Else Meier (born Else Wagner; 24 February 1901 – 2 August 1933) was a German politician (KPD) who died shortly after the Nazis came to power in 1933.

== Life ==
Else Wagner was born in Magdeburg. After leaving school she became a metal worker. She married the paint shop worker Otto Meier and became politically active in the Communist Party which she joined after the First World War. By 1932 she had relocated and was living in Wedding, a quarter of Berlin in the city's north-central area. In April 1932 she was elected a member of the Prussian regional parliament (Landtag).

In the general election of 5 March 1933 Else Meier stood for election not to a regional parliament but to the national parliament (Reichstag). She was elected as a communist member representing the Potsdam electoral district. However, the election took place two months after the Nazi power seizure, since when the government had been systematically transforming the country into a one-party dictatorship. Following the Reichstag fire at the end of February 1933 - officially blamed, with implausible haste, on "communists" - the authorities had placed dealing with the Communist Party high on their agenda. On 30 March 1933, a week after the president had signed the Enabling Act of 1933, all 81 communist members of the Reichstag, including Else Meier, were by law deprived of their places in the parliament.

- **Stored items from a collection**
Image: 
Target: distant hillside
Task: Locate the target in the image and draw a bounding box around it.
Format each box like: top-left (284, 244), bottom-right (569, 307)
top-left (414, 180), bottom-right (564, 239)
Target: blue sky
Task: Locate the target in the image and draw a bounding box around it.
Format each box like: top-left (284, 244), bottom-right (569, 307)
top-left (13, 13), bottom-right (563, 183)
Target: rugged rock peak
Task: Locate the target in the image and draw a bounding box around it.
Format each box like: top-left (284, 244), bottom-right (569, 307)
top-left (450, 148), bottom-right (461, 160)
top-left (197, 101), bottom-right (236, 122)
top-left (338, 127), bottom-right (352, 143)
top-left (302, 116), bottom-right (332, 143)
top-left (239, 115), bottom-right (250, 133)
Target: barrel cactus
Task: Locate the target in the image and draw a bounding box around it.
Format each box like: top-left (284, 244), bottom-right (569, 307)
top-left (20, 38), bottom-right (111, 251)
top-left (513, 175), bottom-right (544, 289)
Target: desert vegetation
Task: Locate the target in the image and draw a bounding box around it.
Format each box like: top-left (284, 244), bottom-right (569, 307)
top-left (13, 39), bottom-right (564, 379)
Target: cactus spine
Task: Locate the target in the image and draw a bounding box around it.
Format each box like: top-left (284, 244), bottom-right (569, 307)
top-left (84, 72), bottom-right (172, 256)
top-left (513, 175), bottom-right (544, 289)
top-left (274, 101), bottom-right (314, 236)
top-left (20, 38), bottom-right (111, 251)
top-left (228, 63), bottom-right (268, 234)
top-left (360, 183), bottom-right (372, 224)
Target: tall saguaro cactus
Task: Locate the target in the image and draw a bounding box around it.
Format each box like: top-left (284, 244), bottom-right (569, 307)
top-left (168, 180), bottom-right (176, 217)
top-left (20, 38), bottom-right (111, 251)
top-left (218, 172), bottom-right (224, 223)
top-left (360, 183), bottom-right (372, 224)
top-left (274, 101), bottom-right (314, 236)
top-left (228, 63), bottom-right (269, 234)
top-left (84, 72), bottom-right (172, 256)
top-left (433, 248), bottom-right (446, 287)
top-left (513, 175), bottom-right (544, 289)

- **TRY IT**
Write out the passage on Else Meier word for word, starting at "Else Meier (born" and ending at "regional parliament (Landtag).".

- **WRITTEN REPLY**
Else Meier (born Else Wagner; 24 February 1901 – 2 August 1933) was a German politician (KPD) who died shortly after the Nazis came to power in 1933.

== Life ==
Else Wagner was born in Magdeburg. After leaving school she became a metal worker. She married the paint shop worker Otto Meier and became politically active in the Communist Party which she joined after the First World War. By 1932 she had relocated and was living in Wedding, a quarter of Berlin in the city's north-central area. In April 1932 she was elected a member of the Prussian regional parliament (Landtag).